Segmentation annotation records:
★ ★ ★ ★ ★

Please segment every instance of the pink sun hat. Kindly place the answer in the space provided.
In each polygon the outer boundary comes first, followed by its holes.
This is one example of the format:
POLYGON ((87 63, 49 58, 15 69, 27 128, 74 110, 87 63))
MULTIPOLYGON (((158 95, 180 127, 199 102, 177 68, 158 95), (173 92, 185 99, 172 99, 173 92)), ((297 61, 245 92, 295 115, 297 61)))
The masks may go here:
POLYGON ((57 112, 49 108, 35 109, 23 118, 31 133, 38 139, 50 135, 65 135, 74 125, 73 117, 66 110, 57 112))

★ ★ ★ ★ ★

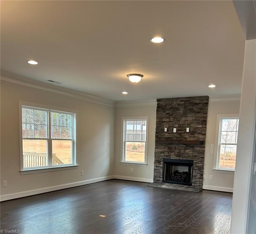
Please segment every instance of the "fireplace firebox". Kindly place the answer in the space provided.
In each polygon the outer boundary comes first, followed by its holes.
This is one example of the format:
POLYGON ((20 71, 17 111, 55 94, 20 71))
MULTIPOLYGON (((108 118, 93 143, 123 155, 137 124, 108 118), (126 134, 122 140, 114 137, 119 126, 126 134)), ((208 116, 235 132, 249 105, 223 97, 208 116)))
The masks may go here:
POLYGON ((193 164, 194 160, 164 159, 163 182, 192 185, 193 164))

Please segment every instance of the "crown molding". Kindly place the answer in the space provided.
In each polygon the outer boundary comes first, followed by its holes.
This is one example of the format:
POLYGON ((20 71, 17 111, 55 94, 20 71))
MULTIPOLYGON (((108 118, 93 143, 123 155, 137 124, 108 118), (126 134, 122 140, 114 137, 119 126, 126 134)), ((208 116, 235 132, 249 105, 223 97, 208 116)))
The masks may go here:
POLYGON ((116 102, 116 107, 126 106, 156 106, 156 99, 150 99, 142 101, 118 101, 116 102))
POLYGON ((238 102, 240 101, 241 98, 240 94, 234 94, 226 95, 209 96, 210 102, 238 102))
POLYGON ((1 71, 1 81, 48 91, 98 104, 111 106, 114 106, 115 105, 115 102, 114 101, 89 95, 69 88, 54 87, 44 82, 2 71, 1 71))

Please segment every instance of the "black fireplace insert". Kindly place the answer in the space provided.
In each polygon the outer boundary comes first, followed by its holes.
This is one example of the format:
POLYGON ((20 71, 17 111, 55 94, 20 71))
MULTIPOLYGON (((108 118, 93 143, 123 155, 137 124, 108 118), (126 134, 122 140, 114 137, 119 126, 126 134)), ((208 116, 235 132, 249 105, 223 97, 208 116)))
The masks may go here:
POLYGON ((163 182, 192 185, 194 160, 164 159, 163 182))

★ ★ ★ ★ ★

Aim: Update the entries from the line containing "Please segment every instance of the pink" up to and including the line containing "POLYGON ((57 112, 49", putting "blue sun hat" in place of "pink sun hat" and leaving everything else unchanged. Give only those lines.

Output of the task:
Please segment every instance of the blue sun hat. Kindly place the answer in the space provided.
In each polygon the outer boundary comes first, followed by its holes.
This is one example of the format:
POLYGON ((87 63, 49 58, 15 69, 27 128, 74 110, 87 63))
MULTIPOLYGON (((158 95, 180 127, 199 102, 177 68, 158 95), (173 92, 185 99, 172 99, 173 92)), ((297 61, 245 92, 295 115, 297 61)))
The masks may go here:
POLYGON ((57 112, 49 108, 35 109, 23 118, 31 133, 38 139, 50 135, 65 135, 74 125, 73 117, 66 110, 57 112))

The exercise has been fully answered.